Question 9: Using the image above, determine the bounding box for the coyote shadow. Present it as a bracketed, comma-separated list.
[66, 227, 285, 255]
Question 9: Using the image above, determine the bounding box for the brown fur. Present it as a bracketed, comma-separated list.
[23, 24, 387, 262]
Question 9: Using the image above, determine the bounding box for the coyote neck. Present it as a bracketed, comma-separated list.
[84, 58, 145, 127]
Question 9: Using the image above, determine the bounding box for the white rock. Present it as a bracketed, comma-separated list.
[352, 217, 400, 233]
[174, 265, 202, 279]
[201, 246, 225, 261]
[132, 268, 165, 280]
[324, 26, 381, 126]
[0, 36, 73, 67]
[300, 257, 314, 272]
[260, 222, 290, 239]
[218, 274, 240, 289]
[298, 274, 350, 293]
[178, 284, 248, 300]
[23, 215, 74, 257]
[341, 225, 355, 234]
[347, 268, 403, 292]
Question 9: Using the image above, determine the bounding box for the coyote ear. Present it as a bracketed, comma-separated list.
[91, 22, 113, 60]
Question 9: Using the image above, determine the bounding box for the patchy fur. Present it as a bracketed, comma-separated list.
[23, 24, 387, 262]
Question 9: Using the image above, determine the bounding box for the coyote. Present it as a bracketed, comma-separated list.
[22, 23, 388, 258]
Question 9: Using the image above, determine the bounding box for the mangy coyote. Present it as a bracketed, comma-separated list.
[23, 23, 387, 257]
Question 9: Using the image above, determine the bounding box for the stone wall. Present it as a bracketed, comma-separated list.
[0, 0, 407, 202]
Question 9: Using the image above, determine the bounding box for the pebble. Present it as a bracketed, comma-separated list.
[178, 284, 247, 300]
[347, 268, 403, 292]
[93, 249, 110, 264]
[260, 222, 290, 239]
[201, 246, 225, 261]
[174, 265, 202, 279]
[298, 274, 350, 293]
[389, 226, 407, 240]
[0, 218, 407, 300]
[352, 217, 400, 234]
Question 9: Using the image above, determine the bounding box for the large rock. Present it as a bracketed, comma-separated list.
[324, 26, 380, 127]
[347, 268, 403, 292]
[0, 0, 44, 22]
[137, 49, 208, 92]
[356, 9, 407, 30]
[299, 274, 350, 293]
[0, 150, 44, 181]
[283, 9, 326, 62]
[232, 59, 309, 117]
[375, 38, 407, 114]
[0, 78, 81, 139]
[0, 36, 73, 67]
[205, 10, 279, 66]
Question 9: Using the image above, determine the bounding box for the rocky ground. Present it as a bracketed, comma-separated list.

### Task brief
Return the whole listing above line for line, with every character unchanged.

### Answer for this exercise
Question 9: Using the image above, determine the bounding box for the coyote shadow. Present it as a bracketed, comma-separated list.
[66, 227, 285, 255]
Question 9: Using the image above, determine the bounding box for the brown fur. Present it as a bracketed, comma-separated list.
[23, 24, 387, 262]
Question 9: Using the image above, determine the bounding box for the coyote neck. Present it as a bracketed, comma-separated list.
[84, 58, 145, 127]
Question 9: Using the image above, determine the bounding box for the white rock. Present it as a bracketed, comma-separated list.
[352, 217, 400, 233]
[174, 265, 202, 279]
[201, 246, 225, 261]
[132, 268, 165, 280]
[324, 26, 381, 126]
[0, 36, 73, 67]
[300, 257, 314, 272]
[260, 222, 290, 239]
[218, 274, 240, 289]
[298, 274, 350, 293]
[178, 284, 248, 300]
[23, 215, 74, 257]
[341, 225, 355, 234]
[347, 268, 403, 292]
Question 9: Using the image above, determine the bounding box for the coyote ear. Present it as a bracketed, comma-separated list.
[91, 22, 113, 60]
Question 9: Using the image above, determine the bounding box for the patchy fur. Present it as a bracketed, comma-separated list.
[23, 24, 387, 262]
Question 9: Using the image above, determine the bounding box for the coyote. Present it as a bracketed, comma-separated list.
[22, 23, 388, 258]
Question 9: Using the image above, determine the bounding box for the mangy coyote. Present it as a bracketed, comma-separated list.
[23, 23, 387, 257]
Question 9: Using the image above, determine the bounding box for the stone wall. Present it as a bracketed, comma-separated list.
[0, 0, 407, 202]
Question 9: Using the image above, determine the bounding box for the pebble. Present it as a bracketed, comma-separated list.
[178, 284, 247, 300]
[347, 268, 403, 292]
[93, 249, 110, 264]
[260, 222, 290, 239]
[201, 246, 225, 261]
[174, 265, 202, 279]
[298, 274, 350, 293]
[389, 226, 407, 240]
[0, 218, 407, 300]
[352, 217, 400, 234]
Question 9: Using the image above, determine the bounding box for the large rock. Present it as a bracketed, comma-separated list.
[324, 26, 380, 127]
[347, 268, 403, 292]
[0, 0, 44, 22]
[137, 49, 208, 92]
[356, 9, 407, 30]
[299, 274, 350, 293]
[0, 150, 44, 181]
[283, 9, 326, 62]
[232, 59, 309, 117]
[375, 38, 407, 114]
[0, 78, 81, 139]
[0, 36, 73, 67]
[205, 10, 279, 66]
Question 9: Using the image above, determine the bounding box for the rocky ground. Present it as a bracketed, comma-separated list.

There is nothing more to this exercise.